— Start of Passage given —
# Algae ID and some help?



## Marios (5 Feb 2022)

Hi all, 

I have set up an aquarium two and a half weeks ago with dimensions Width: 140 cm x Depth: 40 cm x Height 30 cm.  Currently using JBL e1502, rated at 1400l/h, with added purigen and activated charcoal and an additional powerhead rated at 2000l/h. The lighting unit is Chihiros WRGB 2,  which is mounted at 30cm from the water surface. Co2 with inline injection and inline heater are used.

Dosing EI 30mg Macro and Micro daily (Ei Starter 1 Kit with Bottles - Starter Kits - Dry Chemicals - Fertilisers). 
1st week daily water change and now every other day.  

Currently trying to adjust my Co2 at optimal levels. Drop checker currently at green colour but testing my ph drop with the aid of a ph Meter (ADWA Waterproof pH and Temperature Tester) is only 0.5. (Kh is at 13).

Now to my question. Diatoms have started blooming and have some other algae, which is shown in the photos below, and suspect is blue green algae? (The sand has been stirred upped quite a bit trying to clean it)

Any idea on what might causing it and any tips in trying to address the problem? 

Thanks, 
Marios


----------



## Sam66 (5 Feb 2022)

In my limited experience, it will probably go as the tank matures.  If you plan to have snails you could put some in now as they might keep the algae down.

I'm sure someone who knows more than I do will be along soon to give you an ID


----------



## Sam66 (5 Feb 2022)

How much light is it getting?  I had algae on a new tank at 7 hours of light a day which improved when I reduced to 6 and lowered intensity a bit.


----------



## Sam66 (5 Feb 2022)

I might be wrong about this but I don't think you want activated carbon in the filter if you are dosing ferts.


----------



## Marios (10 Feb 2022)
— End of Passage given —
__What you need to do__.
A – List the three dimensions of the aquarium given in the algae thread, each with its value.
B – In the algae thread, how far above the water surface is the Chihiros WRGB 2 lighting unit mounted?
C – Return the part of the algae thread from "How much light" to "are dosing ferts.", copied word for word.
— Start of Extracted entries —
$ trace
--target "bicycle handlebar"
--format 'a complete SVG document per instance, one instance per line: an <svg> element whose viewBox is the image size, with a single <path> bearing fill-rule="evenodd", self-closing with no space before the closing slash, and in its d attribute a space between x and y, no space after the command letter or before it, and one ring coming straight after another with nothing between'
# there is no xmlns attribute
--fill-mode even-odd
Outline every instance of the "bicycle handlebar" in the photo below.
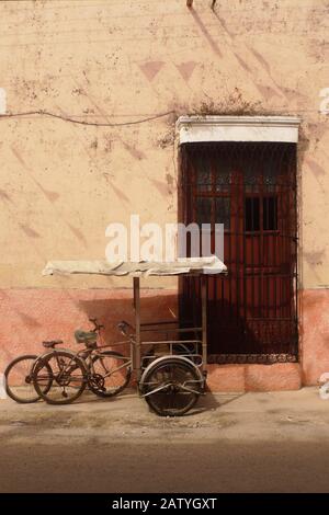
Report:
— End of Extracted entries —
__Answers by task__.
A –
Width: 140 cm
Depth: 40 cm
Height: 30 cm

B – 30 cm

C –
How much light is it getting?  I had algae on a new tank at 7 hours of light a day which improved when I reduced to 6 and lowered intensity a bit.


----------



## Sam66 (5 Feb 2022)

I might be wrong about this but I don't think you want activated carbon in the filter if you are dosing ferts.